Problem statement>
Leave the images aside and repeat the whole listing exactly.

# # # # #

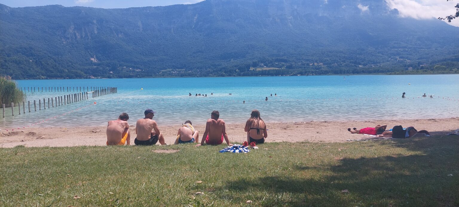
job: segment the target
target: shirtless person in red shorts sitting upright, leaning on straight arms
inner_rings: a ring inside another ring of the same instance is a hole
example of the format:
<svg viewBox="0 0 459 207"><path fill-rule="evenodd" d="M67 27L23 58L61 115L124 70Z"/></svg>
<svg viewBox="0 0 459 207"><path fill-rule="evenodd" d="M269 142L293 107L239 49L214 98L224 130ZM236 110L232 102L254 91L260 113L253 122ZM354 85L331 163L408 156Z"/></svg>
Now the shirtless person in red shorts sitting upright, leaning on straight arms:
<svg viewBox="0 0 459 207"><path fill-rule="evenodd" d="M218 119L220 113L213 111L210 117L207 119L206 131L202 135L201 144L197 144L196 146L204 145L204 142L207 145L220 145L223 143L223 139L227 145L231 145L228 140L228 134L226 134L225 122L223 119Z"/></svg>

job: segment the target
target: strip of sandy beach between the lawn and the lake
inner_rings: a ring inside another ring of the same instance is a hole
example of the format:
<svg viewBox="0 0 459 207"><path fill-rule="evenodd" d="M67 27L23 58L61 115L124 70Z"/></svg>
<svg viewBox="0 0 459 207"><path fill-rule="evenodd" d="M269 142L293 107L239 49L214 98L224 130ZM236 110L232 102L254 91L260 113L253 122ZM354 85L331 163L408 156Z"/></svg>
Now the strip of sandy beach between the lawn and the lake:
<svg viewBox="0 0 459 207"><path fill-rule="evenodd" d="M311 122L278 122L267 123L268 139L267 142L346 142L349 139L362 139L369 136L364 134L351 134L347 128L374 127L377 124L387 124L389 128L395 125L403 127L414 126L421 130L426 129L431 135L446 135L459 128L459 117L443 119L410 119L410 120L370 120L370 121L311 121ZM231 143L241 143L246 140L244 132L245 123L227 124L226 131ZM177 129L180 125L159 126L161 133L164 134L166 144L174 143ZM135 126L131 125L131 144L134 144ZM200 131L200 140L204 132L205 125L196 125L196 130ZM105 145L106 127L77 127L77 128L57 128L40 127L25 128L15 131L4 131L0 133L0 147L14 147L24 145L27 147L40 146L80 146L80 145Z"/></svg>

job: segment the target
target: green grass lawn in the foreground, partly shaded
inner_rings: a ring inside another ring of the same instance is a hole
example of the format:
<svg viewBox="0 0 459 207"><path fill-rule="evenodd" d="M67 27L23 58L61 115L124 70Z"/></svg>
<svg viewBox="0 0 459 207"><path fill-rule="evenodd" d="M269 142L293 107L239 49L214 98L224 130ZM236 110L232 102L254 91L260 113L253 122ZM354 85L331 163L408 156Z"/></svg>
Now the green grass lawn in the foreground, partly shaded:
<svg viewBox="0 0 459 207"><path fill-rule="evenodd" d="M459 206L457 137L223 147L0 149L0 206Z"/></svg>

# # # # #

Exercise solution>
job: segment the target
target: shirtless person in red shorts sitting upright, leaning on straight arms
inner_rings: a ring inside another ring of the same instance is a hole
example of the format:
<svg viewBox="0 0 459 207"><path fill-rule="evenodd" d="M67 27L23 58L61 115L124 70Z"/></svg>
<svg viewBox="0 0 459 207"><path fill-rule="evenodd" d="M269 142L293 107L239 49L214 98L224 130ZM236 110L232 102L254 91L260 113L253 122ZM354 85L331 163L408 156Z"/></svg>
Now the shirtless person in red shorts sitting upright, leaning on straight arms:
<svg viewBox="0 0 459 207"><path fill-rule="evenodd" d="M218 119L220 113L213 111L210 117L207 119L206 131L202 135L201 144L197 144L196 146L204 145L204 142L207 145L220 145L223 143L223 139L227 145L231 145L228 140L228 134L226 134L225 122L223 119Z"/></svg>

job: segment the target
target: strip of sandy beach between the lawn and the lake
inner_rings: a ring inside another ring of the same instance is a hole
example of the format:
<svg viewBox="0 0 459 207"><path fill-rule="evenodd" d="M67 27L23 58L61 115L124 70Z"/></svg>
<svg viewBox="0 0 459 207"><path fill-rule="evenodd" d="M269 142L293 107L239 49L214 98L224 130ZM236 110L232 102L254 91L260 113L253 122ZM354 85L331 163L408 156Z"/></svg>
Now the strip of sandy beach between the lawn and the lake:
<svg viewBox="0 0 459 207"><path fill-rule="evenodd" d="M311 122L278 122L267 123L268 139L267 142L346 142L349 139L362 139L369 136L364 134L351 134L347 128L374 127L377 124L387 124L389 128L395 125L403 127L414 126L421 130L426 129L431 135L446 135L459 128L459 117L443 119L410 119L410 120L370 120L370 121L311 121ZM231 143L241 143L246 140L244 132L245 123L227 124L226 131ZM177 129L180 125L159 126L161 133L164 134L166 144L174 143ZM135 126L131 125L131 144L134 144ZM200 131L200 140L204 132L205 125L196 125L196 130ZM105 145L106 127L77 127L77 128L57 128L40 127L25 128L15 131L4 131L0 133L0 147L14 147L24 145L27 147L40 146L80 146L80 145Z"/></svg>

job: segment the target
target: green grass lawn in the foreground, partly shaded
inner_rings: a ring inside another ring of the same instance is a hole
example of the format:
<svg viewBox="0 0 459 207"><path fill-rule="evenodd" d="M67 27L23 58L61 115L124 70Z"/></svg>
<svg viewBox="0 0 459 207"><path fill-rule="evenodd" d="M269 142L293 107L239 49L214 98L224 130ZM236 110L232 102L254 91L260 113L253 122ZM354 85L331 163L408 156Z"/></svg>
Now the green grass lawn in the foreground, partly shaded:
<svg viewBox="0 0 459 207"><path fill-rule="evenodd" d="M459 206L457 137L223 147L0 149L0 206Z"/></svg>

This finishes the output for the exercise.